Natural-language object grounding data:
------------------------------------------------------------------------
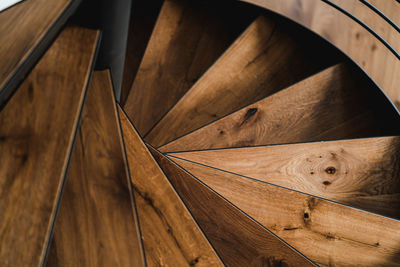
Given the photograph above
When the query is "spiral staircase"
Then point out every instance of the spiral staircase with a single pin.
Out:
(246, 133)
------------------------------------------------------------------------
_WHAT YOU NEED TO DO_: All the lines above need to be repeated exactly, with no pictures carried over.

_EXERCISE ANSWER_:
Given the photograph above
When the query is "spiral staircase"
Then point out every instance of the spiral staircase with a single pin.
Out:
(246, 133)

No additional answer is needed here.